---------- Text to read
Chapter 11 Flashcards - Stream Processing

flashcards chapter-11 ddia


Basic Concepts

What is stream processing and how does it differ from batch processing?
?

  • Batch processing: Processes bounded (finite) dataset; waits for all data to arrive; processes in bulk

    • Input: complete dataset; Output: complete result
    • Latency: minutes to hours
    • Example: Nightly job to compute yesterday’s DAU
  • Stream processing: Processes unbounded (infinite) continuous stream of events

    • Input: events arriving continuously; Output: continuously updated results
    • Latency: milliseconds to seconds
    • Example: Real-time fraud detection on every card transaction
  • Relationship: Stream processing is batch processing where the batch is never “complete”

    • Same operators (map, filter, join, aggregate)
    • Different time semantics (windows, watermarks)
    • Different fault tolerance (checkpointing + replay vs rerun from scratch)

What are the key differences between a message queue and a message log?
?
Message queue (RabbitMQ, SQS, ActiveMQ):

  • Push model: Broker pushes messages to consumers
  • Message deleted after consumed by one consumer
  • Competing consumers: Multiple consumers share the load (each message consumed once)
  • No replay: Can’t re-read consumed messages
  • Good for: task queues, job dispatch, work distribution

Message log (Kafka, Kinesis, Pulsar):

  • Pull model: Consumers pull and track their own offset
  • Messages retained on disk (configurable: 7 days, forever, etc.)
  • Fan-out: Multiple independent consumer groups each read all messages
  • Replay: Consumer can re-read from any offset
  • Good for: event streams, CDC, audit log, stream processing, data integration

Messaging and CDC

What is Change Data Capture (CDC) and why is it better than dual writes?
?

  • CDC: Stream changes from a database’s internal replication log (binlog/WAL) to a message queue

  • Dual-write problem: App writes to DB, then to Kafka separately → race condition, partial failure

    • If app crashes between DB write and Kafka write → DB and Kafka out of sync
    • No atomic guarantee across two systems
  • CDC solution:

    • App writes ONLY to the DB (single source of truth)
--------------------
---------- Data rows
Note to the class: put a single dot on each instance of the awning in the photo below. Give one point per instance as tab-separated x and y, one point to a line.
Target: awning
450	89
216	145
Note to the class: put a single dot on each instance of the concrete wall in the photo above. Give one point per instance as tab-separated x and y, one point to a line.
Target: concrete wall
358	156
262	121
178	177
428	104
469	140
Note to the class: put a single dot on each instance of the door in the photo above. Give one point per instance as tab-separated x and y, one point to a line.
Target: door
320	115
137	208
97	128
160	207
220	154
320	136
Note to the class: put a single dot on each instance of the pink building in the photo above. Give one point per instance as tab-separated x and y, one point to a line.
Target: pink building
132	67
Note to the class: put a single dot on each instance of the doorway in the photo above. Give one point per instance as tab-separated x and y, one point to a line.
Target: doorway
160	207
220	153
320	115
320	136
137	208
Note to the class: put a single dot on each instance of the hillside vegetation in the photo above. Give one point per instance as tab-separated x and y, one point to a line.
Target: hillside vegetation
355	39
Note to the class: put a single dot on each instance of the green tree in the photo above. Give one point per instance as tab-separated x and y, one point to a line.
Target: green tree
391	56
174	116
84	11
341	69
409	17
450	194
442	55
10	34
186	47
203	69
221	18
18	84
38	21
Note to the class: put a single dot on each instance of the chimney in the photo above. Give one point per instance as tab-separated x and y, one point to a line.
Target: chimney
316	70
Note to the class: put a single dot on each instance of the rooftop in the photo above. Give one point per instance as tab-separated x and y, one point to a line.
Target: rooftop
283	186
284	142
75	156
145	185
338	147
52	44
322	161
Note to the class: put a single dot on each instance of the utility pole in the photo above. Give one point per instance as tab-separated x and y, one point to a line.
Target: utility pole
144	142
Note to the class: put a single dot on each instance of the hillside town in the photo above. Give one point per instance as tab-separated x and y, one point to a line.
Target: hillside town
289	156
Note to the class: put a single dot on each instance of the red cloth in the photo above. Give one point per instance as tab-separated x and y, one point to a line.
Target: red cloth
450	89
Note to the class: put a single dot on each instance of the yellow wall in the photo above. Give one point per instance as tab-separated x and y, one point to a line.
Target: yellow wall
--------------------
Task instructions:
• a. Summarize the stream processing flashcards in two sentences.
• b. From the stream processing flashcards, reproduce the passage starting with "Chapter 11 Flashcards" and going on through "from batch processing?".
The entries come from a separate source.

Worked solutions:
• a. Stream processing handles an unbounded, continuous stream of events with latency of milliseconds to seconds, while batch processing handles a bounded dataset in bulk with latency of minutes to hours. A message queue deletes a message once one consumer has consumed it and allows no replay, but a message log retains messages on disk and lets consumers re-read from any offset; CDC, which streams changes from a database's internal replication log, is offered as the solution to the race conditions and partial failures of dual writes.

• b.
Chapter 11 Flashcards - Stream Processing

flashcards chapter-11 ddia


Basic Concepts

What is stream processing and how does it differ from batch processing?